• **DATASET EXCERPTS**
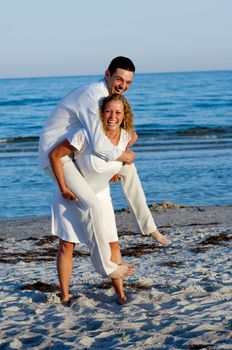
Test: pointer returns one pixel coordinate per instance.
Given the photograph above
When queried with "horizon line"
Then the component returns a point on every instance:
(99, 74)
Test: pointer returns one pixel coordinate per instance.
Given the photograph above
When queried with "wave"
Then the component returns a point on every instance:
(152, 130)
(20, 139)
(28, 101)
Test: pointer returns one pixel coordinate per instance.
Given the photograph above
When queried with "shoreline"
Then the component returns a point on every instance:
(181, 294)
(165, 214)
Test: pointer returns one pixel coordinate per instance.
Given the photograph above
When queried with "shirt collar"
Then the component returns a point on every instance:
(104, 87)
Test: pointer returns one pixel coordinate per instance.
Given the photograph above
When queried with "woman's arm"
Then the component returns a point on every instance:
(63, 149)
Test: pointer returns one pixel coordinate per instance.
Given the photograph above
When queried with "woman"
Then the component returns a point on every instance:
(117, 119)
(67, 214)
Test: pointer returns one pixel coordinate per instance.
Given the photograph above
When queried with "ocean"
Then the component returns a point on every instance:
(184, 150)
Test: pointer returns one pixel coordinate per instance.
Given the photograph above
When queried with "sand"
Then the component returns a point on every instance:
(180, 295)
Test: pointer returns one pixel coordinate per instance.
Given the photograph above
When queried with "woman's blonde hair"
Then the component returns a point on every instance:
(128, 122)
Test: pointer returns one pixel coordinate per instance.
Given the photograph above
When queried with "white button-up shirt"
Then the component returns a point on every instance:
(78, 110)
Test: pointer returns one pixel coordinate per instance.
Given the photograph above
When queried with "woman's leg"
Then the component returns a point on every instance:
(64, 268)
(134, 193)
(117, 282)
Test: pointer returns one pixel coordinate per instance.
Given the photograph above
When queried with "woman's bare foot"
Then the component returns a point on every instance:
(159, 237)
(66, 303)
(122, 300)
(123, 271)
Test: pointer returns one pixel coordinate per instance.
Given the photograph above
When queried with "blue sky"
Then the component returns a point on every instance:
(78, 37)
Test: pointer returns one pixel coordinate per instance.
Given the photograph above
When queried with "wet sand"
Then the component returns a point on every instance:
(181, 294)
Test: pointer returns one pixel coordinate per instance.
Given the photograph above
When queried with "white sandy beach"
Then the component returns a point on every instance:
(181, 294)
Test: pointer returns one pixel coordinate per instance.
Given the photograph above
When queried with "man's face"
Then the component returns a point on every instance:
(119, 81)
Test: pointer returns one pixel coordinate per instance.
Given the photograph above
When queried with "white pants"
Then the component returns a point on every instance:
(90, 212)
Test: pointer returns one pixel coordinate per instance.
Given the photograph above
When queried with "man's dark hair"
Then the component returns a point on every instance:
(121, 62)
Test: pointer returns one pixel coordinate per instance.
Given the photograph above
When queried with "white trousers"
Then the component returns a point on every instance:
(89, 210)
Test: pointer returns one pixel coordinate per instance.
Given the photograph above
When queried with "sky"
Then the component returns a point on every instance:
(80, 37)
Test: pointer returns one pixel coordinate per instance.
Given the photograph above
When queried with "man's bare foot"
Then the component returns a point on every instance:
(122, 300)
(159, 237)
(66, 303)
(123, 271)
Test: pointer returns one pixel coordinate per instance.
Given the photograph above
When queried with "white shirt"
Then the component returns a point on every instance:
(96, 171)
(78, 110)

• **TASK STATEMENT**
Repeat the data exactly, dropping every picture it holds.

• **TASK ANSWER**
Test: pointer returns one pixel coordinate per instance.
Given the photograph above
When queried with "horizon line"
Then the component returns a point on every instance:
(99, 74)
Test: pointer returns one pixel coordinate per instance.
Given the photograph above
When queried with "wave"
Then the component returns a point on every instance:
(152, 130)
(20, 139)
(28, 101)
Test: pointer returns one pixel coordinate per instance.
Given the photograph above
When queried with "shoreline"
Then the component returns a point on every instance:
(181, 294)
(165, 214)
Test: pointer returns one pixel coordinate per instance.
Given the photograph above
When queried with "shirt collar"
Then the component returns a point on every instance:
(104, 87)
Test: pointer returns one pixel coordinate per instance.
Given the photograph above
When queried with "woman's arm"
Then the component returns a point on every instance:
(63, 149)
Test: pointer returns one pixel coordinate per instance.
Given the photograph above
When queried with "woman"
Then the component returns a point on every instance:
(117, 119)
(67, 214)
Test: pointer returns one pixel coordinate per instance.
Given the photograph above
When queried with "ocean"
Then the component returns a point on every instance:
(184, 150)
Test: pointer returns one pixel coordinate per instance.
Given the photograph above
When queried with "sand"
Then the component returns a point on every instance:
(180, 295)
Test: pointer returns one pixel coordinate per instance.
Given the photograph above
When queried with "woman's blonde hair"
Then the component returns a point on every instance:
(128, 122)
Test: pointer returns one pixel coordinate per instance.
Given the photograph above
When queried with "white button-up shirt"
Then the component returns a point on every instance:
(78, 110)
Test: pointer returns one pixel coordinate per instance.
Given the photograph above
When queried with "woman's leg"
Then the component returns a point on every instance:
(64, 268)
(134, 193)
(117, 282)
Test: pointer returns one pixel coordinate per instance.
Given the photograph above
When queried with "woman's bare foot"
Then the component returns a point on every instance:
(159, 237)
(66, 303)
(122, 300)
(123, 271)
Test: pointer returns one pixel coordinate per instance.
Given the photograph above
When queried with "blue sky"
Then the component returns a point on every instance:
(78, 37)
Test: pointer returns one pixel coordinate per instance.
Given the photograph above
When queried with "wet sand"
Then the component returns a point on every instance:
(181, 294)
Test: pointer returns one pixel coordinate per instance.
Given the photograph above
When queried with "white sandy beach"
Then the component returns a point on every instance:
(181, 294)
Test: pointer returns one pixel coordinate per instance.
Given the photograph above
When queried with "man's face"
Then the component returns a point on every instance:
(119, 81)
Test: pointer returns one pixel coordinate per instance.
Given the photograph above
When queried with "white pants"
Then the component returns a point on every instance:
(90, 212)
Test: pointer returns one pixel coordinate per instance.
Given the photograph above
When queried with "man's dark hair"
Then the component returns a point on every instance:
(121, 62)
Test: pointer returns one pixel coordinate per instance.
Given the photograph above
When queried with "white trousers"
Then the component returns a point on every instance:
(89, 210)
Test: pointer returns one pixel coordinate per instance.
Given the photograph above
When queried with "sky"
Then the component returns a point on every instance:
(80, 37)
Test: pointer returns one pixel coordinate per instance.
Given the photograph above
When queried with "man's bare foot"
Then the component returns a point on every instance:
(122, 300)
(159, 237)
(66, 303)
(123, 271)
Test: pointer returns one pixel coordinate per instance.
Given the photograph above
When queried with "white shirt"
Then the component returns a point on every instance:
(96, 171)
(78, 110)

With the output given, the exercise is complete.